**Task statement:** The answer should contain only the lines running from the line with "Study the picture above. For each instance of the club" to the end of the material, reproduced verbatim.

☆ ☆ ☆

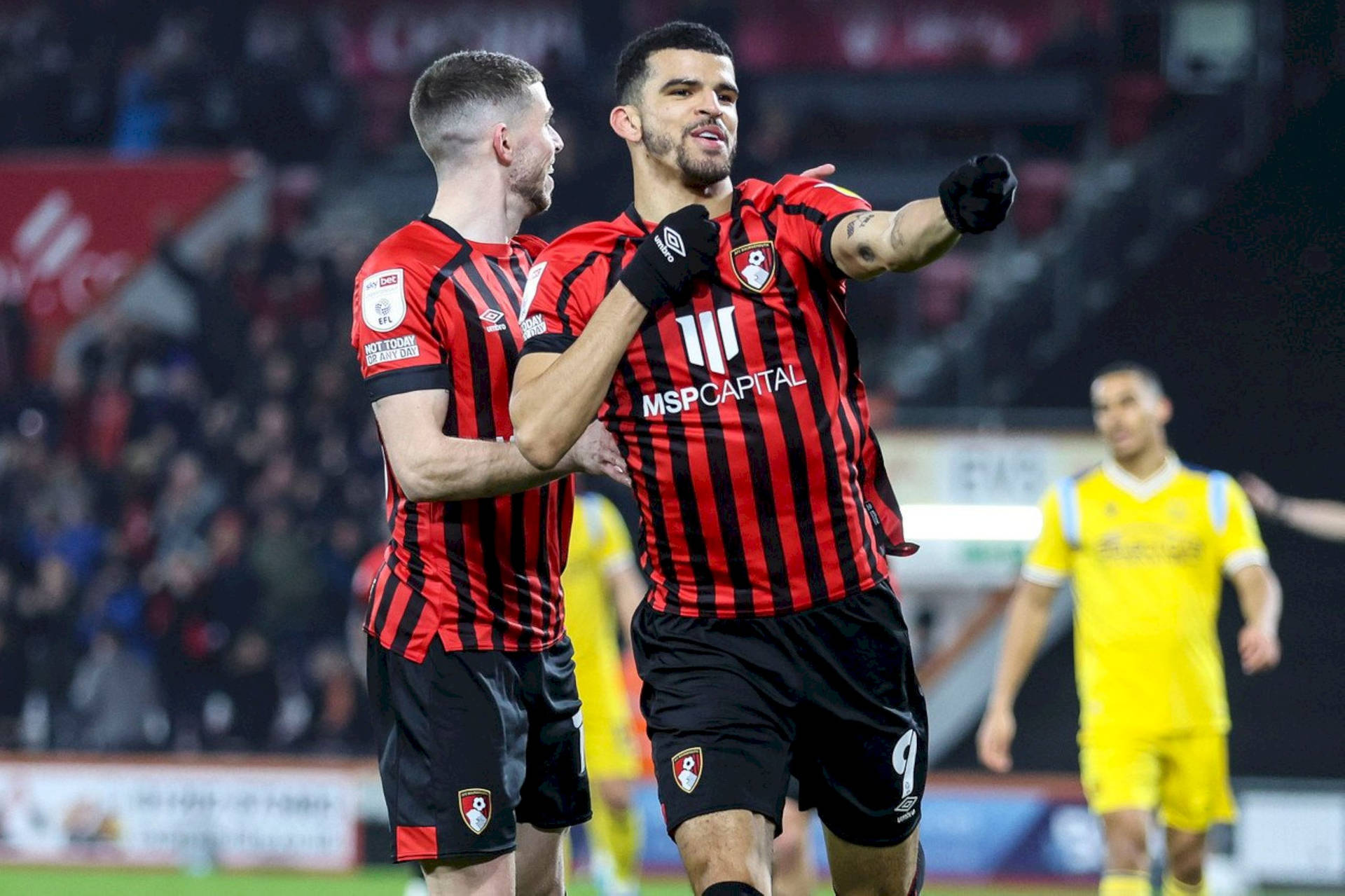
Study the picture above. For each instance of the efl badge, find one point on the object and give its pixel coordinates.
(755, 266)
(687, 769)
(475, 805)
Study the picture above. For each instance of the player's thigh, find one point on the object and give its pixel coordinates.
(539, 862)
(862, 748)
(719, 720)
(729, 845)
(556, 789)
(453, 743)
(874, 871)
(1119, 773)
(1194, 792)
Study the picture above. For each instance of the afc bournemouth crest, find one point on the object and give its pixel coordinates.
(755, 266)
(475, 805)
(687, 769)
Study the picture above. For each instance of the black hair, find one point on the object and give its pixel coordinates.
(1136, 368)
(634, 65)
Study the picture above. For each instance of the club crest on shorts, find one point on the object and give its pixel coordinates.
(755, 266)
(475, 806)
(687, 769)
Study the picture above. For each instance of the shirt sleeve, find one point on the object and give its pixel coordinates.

☆ ☆ ☆

**Response to this exercise:**
Study the picture above. For each instance of the club crest on shorts, find one point on the object and give its pixel coordinates.
(755, 266)
(475, 806)
(687, 769)
Study the picture above. For each instance of the shirt sleeve, find one point on the object and give its pixel coordinates.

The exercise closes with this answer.